WHAT YOU ARE ASKED TO DO: How many lines of the entries below contain the string "banana"? Give only the number.
--- Start ---
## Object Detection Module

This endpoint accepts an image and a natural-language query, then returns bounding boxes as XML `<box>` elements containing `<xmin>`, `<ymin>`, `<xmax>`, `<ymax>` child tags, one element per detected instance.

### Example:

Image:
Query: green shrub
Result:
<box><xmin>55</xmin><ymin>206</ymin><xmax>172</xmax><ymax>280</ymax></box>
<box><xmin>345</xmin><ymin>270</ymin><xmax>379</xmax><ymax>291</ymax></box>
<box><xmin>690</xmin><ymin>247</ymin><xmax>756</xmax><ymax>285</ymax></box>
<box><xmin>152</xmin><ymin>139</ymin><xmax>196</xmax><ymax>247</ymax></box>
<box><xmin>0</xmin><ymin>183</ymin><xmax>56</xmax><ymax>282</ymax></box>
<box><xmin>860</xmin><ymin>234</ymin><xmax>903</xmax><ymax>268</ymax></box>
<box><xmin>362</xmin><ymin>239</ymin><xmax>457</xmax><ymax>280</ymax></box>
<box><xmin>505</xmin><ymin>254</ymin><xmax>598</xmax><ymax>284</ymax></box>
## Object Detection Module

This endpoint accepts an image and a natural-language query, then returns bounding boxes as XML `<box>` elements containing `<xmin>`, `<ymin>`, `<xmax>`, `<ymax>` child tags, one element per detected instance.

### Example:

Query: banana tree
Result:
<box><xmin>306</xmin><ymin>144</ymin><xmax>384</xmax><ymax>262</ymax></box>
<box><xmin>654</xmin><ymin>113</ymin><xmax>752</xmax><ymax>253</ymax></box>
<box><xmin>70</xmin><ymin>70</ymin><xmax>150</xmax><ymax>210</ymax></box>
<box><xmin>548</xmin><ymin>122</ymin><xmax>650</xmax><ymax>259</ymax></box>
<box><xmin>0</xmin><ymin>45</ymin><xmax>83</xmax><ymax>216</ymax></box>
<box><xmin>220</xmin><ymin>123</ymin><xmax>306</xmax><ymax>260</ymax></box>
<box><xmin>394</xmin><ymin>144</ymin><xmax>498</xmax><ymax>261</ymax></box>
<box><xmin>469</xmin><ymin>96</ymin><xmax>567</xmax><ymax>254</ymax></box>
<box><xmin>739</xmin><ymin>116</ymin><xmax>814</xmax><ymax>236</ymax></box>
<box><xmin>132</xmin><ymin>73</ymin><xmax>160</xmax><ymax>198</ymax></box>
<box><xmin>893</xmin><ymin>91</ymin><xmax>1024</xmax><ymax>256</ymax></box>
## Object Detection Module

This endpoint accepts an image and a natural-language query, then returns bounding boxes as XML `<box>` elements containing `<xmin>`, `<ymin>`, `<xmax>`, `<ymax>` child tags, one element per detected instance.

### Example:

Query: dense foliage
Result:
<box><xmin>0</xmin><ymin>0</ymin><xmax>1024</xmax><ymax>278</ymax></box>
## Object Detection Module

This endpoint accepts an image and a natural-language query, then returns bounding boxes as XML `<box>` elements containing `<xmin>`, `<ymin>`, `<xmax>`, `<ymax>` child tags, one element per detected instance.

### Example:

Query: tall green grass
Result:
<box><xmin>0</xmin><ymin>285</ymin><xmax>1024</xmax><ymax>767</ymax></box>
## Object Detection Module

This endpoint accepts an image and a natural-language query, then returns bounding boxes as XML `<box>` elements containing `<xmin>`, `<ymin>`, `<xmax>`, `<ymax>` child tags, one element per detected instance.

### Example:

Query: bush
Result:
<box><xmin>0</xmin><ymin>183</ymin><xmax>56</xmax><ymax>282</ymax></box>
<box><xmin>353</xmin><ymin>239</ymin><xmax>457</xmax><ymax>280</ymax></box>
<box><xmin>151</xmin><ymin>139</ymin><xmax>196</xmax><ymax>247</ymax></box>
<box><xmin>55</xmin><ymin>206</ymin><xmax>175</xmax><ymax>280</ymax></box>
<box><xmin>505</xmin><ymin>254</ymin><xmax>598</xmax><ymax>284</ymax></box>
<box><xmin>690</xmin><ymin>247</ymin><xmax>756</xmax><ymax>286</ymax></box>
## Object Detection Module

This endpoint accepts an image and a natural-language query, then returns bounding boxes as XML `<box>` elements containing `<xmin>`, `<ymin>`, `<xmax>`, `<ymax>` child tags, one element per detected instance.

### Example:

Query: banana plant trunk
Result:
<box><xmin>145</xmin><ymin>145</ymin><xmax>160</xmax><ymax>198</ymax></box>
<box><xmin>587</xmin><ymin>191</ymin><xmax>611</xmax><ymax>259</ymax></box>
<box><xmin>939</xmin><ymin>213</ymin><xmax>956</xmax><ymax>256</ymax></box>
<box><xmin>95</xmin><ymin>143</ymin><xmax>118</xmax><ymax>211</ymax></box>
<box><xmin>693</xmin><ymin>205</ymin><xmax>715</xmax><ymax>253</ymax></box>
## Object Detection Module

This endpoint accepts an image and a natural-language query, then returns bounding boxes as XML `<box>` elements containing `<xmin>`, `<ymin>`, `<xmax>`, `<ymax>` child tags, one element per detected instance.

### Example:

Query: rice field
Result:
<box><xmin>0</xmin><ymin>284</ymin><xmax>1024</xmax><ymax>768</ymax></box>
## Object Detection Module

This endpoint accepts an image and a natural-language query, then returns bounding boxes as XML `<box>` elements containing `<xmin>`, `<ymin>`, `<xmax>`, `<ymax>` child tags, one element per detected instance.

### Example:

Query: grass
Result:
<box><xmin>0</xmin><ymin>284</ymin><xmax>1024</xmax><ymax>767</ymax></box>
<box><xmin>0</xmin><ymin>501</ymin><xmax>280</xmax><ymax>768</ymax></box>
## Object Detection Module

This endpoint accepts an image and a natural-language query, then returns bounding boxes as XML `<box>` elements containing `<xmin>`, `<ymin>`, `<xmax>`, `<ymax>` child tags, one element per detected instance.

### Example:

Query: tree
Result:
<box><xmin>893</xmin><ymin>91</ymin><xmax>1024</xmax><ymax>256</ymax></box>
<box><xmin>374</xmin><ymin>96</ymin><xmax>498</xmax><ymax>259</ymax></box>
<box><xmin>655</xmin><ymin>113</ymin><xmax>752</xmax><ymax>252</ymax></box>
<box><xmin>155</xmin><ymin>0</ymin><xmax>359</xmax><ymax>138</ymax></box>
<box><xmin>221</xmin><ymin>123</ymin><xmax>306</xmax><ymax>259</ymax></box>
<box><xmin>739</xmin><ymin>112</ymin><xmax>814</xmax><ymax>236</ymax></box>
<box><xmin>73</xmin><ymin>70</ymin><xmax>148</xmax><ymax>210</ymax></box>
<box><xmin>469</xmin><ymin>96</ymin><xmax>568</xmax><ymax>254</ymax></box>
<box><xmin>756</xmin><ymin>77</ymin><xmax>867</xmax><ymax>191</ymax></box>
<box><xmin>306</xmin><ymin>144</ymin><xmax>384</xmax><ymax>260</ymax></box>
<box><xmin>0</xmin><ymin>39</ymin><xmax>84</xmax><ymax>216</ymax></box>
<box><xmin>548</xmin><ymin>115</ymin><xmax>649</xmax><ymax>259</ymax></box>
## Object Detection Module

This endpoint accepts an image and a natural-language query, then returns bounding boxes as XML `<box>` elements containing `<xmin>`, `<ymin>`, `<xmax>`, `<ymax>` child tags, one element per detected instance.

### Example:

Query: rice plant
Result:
--- End ---
EXERCISE RESPONSE: 2